Rewrite the rows from the start through the line containing "483 318 L 463" as a JSON list of strings, one string per line, with blank lines left out.

Recorded data:
···
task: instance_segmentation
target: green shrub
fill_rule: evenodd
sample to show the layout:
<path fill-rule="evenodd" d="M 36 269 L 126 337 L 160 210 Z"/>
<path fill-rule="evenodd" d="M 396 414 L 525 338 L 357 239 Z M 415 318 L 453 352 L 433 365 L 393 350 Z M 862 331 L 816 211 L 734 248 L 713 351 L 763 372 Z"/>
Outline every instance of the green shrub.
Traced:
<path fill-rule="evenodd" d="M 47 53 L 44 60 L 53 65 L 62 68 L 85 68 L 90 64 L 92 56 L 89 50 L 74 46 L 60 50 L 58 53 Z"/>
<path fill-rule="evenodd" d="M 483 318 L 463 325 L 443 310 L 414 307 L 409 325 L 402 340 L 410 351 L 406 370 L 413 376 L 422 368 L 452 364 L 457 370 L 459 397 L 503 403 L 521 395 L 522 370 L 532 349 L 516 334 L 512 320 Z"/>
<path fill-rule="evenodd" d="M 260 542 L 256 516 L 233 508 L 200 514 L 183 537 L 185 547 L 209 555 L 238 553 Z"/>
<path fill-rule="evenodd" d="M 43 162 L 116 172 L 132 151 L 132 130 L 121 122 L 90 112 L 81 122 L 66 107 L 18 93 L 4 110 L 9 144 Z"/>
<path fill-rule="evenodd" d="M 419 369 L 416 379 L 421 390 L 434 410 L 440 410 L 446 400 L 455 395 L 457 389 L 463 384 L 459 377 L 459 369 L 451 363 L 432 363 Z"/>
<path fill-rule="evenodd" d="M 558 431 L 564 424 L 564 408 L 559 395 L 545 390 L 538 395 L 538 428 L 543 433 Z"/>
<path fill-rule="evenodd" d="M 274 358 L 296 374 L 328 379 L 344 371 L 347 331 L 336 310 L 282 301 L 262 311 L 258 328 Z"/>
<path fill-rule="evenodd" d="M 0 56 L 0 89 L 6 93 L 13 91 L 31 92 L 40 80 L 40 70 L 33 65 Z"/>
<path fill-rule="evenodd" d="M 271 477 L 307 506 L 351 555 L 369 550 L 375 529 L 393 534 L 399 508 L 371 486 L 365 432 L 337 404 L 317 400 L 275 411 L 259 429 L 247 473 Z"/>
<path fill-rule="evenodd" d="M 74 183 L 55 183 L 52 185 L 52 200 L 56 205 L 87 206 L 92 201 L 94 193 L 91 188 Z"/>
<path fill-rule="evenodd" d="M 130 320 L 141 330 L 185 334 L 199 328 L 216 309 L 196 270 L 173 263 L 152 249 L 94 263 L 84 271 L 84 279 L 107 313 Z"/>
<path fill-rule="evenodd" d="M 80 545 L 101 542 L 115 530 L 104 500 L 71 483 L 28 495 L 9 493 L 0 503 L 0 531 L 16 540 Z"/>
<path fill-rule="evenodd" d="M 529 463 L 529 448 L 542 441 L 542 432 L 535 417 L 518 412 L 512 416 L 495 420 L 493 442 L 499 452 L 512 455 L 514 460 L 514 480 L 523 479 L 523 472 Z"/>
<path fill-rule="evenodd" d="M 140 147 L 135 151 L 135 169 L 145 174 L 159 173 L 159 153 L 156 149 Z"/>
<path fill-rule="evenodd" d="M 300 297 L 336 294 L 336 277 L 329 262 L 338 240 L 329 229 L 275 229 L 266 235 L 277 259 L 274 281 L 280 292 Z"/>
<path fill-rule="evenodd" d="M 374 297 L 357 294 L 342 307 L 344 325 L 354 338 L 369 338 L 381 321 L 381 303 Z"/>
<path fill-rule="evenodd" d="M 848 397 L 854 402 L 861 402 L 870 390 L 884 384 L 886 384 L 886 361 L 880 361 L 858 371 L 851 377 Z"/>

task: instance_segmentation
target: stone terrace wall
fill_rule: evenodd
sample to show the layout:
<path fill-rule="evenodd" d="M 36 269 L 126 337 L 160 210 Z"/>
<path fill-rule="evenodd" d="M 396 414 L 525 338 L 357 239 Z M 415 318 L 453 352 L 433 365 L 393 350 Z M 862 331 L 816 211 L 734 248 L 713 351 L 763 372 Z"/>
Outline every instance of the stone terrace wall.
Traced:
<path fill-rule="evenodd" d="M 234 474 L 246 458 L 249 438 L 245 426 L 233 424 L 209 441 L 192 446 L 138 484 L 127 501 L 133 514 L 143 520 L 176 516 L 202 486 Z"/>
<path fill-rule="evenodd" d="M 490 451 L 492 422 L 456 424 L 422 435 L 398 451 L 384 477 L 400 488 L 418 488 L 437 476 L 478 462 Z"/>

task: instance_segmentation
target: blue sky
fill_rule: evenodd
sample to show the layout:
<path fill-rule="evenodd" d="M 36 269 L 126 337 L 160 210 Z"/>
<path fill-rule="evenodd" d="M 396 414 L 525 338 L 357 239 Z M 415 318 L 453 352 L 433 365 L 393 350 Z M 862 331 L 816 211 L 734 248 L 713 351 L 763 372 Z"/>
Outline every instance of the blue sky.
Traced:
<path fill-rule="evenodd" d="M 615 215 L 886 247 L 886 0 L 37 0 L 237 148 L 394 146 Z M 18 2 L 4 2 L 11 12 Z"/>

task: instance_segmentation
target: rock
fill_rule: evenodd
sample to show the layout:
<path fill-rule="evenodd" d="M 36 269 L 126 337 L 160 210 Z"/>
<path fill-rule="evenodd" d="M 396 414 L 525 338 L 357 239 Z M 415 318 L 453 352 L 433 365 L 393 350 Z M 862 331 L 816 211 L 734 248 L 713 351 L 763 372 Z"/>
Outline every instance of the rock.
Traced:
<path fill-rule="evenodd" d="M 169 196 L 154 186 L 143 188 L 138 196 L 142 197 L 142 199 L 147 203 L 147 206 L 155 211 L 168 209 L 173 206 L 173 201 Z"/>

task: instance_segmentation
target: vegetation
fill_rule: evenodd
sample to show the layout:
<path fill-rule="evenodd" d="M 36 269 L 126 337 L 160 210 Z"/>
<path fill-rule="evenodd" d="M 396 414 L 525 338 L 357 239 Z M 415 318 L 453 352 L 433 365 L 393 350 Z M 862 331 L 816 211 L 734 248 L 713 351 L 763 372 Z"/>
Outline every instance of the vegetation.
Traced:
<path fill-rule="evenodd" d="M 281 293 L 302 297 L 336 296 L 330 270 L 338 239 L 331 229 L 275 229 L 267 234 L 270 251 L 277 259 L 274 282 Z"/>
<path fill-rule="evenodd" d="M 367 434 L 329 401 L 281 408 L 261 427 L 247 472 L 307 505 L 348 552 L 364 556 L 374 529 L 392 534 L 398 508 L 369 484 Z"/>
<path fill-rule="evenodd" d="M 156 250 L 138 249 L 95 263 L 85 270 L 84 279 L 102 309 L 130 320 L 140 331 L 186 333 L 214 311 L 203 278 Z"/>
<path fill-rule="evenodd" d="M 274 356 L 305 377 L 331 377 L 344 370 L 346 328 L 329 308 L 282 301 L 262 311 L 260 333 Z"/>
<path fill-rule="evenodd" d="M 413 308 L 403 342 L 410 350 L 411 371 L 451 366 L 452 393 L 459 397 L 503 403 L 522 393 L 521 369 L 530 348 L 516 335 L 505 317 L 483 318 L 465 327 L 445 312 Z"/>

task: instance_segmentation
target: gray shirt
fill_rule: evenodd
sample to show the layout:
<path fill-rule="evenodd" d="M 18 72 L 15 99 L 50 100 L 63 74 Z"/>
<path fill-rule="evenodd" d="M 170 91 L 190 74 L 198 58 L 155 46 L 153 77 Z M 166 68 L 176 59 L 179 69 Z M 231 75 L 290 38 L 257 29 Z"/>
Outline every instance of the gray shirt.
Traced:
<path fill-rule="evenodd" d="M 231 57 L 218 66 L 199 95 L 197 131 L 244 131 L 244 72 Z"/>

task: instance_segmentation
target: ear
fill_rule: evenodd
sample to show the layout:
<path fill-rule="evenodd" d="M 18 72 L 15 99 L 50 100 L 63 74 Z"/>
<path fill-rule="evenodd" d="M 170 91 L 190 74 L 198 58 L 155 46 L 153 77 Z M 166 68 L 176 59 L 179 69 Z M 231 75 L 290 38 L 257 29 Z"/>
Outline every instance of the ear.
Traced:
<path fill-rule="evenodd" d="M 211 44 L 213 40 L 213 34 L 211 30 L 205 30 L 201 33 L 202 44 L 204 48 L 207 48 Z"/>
···
Final answer:
[
  "task: instance_segmentation",
  "target: green shrub",
  "fill_rule: evenodd",
  "sample to show the layout:",
  "<path fill-rule=\"evenodd\" d=\"M 36 269 L 126 337 L 160 210 Z\"/>",
  "<path fill-rule=\"evenodd\" d=\"M 396 414 L 525 338 L 357 239 Z M 415 318 L 453 352 L 433 365 L 393 350 Z M 862 331 L 816 211 L 734 248 L 713 351 L 763 372 Z\"/>",
  "Outline every instance of the green shrub.",
  "Traced:",
  "<path fill-rule=\"evenodd\" d=\"M 47 53 L 44 60 L 53 65 L 62 68 L 85 68 L 90 64 L 92 56 L 89 50 L 74 46 L 60 50 L 58 53 Z\"/>",
  "<path fill-rule=\"evenodd\" d=\"M 483 318 L 463 325 L 443 310 L 414 307 L 409 325 L 402 340 L 410 351 L 406 370 L 413 376 L 422 368 L 452 364 L 457 370 L 459 397 L 503 403 L 521 395 L 522 370 L 532 349 L 516 334 L 512 320 Z\"/>"
]